• [Problem] Can you output the data below line for line, with no changes at all?
· · ·
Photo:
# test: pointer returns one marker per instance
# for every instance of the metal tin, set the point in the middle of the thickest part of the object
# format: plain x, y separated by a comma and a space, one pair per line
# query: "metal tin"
· · ·
• [Answer for the task]
Photo:
# test: pointer returns one marker per instance
# for every instance of the metal tin, set the point in the middle of the thickest part of the object
# format: plain x, y separated by a comma and a space, one pair per line
# query: "metal tin"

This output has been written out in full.